> _Passage_
However, on the flip side, we're also going to be resourcing more next year.
So we've said externally that we plan to get out of about half of our exposure in China by the end of next year.
So we're halfway there to that commitment.
And so there'll be more that's resourced next year.
But what I would say is that I think, you could see that we've done an incredible job of offsetting this tariff exposure.
And this quarter, in particular, is a great example of that when you look at sequentially improving gross margins with almost double the tariff impact.
And we've done that with strong health of our business and our ability to pull back on promotions and all of this resourcing, cost negotiations, cost reductions through our P&L.
We've been working on this for a long time.
And so I would say that's going to be helpful for us for next year.
As far as the inventory side of things, and maybe I didn't understand your question, but ultimately, just about all of the tariffs that come into play at this point for us, except for the List 4b tariffs, which are currently scheduled, we'll see, but for December 15.
And so that's really the incremental inventory impact if you will.
Everything else has already gotten the tariff in it.
So there's nothing that we can really pull ahead from that perspective.
Operator
(Operator Instructions) Moving on, we will hear from Kate McShane with Goldman Sachs.
Katharine Amanda McShane - Equity Analyst
My question is centered around gross margin.
Just wondering if you could help us quantify, Julie, some of the headwinds you saw during the quarter.
I noticed, too, that you didn't call out B2B as one of the headwinds to gross margin.
So I wondered if you could address that, and just how we should be thinking about gross margins for Q4.
Julie P. Whalen - Executive VP & CFO
Sure.
So from a gross margin perspective to kind of walk you through it, they basically came down 50 basis points, which is a 60 basis point improvement from the second quarter despite having double the impact from the China tariffs.

> _Stored data_
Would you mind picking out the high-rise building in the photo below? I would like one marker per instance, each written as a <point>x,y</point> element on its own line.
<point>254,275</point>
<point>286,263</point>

> _Problem requirements_
Return the portion of the earnings call transcript starting at "And we've done" and ending at "tariff in it.", copied word for word.

> _Response to the exercise_
And we've done that with strong health of our business and our ability to pull back on promotions and all of this resourcing, cost negotiations, cost reductions through our P&L.
We've been working on this for a long time.
And so I would say that's going to be helpful for us for next year.
As far as the inventory side of things, and maybe I didn't understand your question, but ultimately, just about all of the tariffs that come into play at this point for us, except for the List 4b tariffs, which are currently scheduled, we'll see, but for December 15.
And so that's really the incremental inventory impact if you will.
Everything else has already gotten the tariff in it.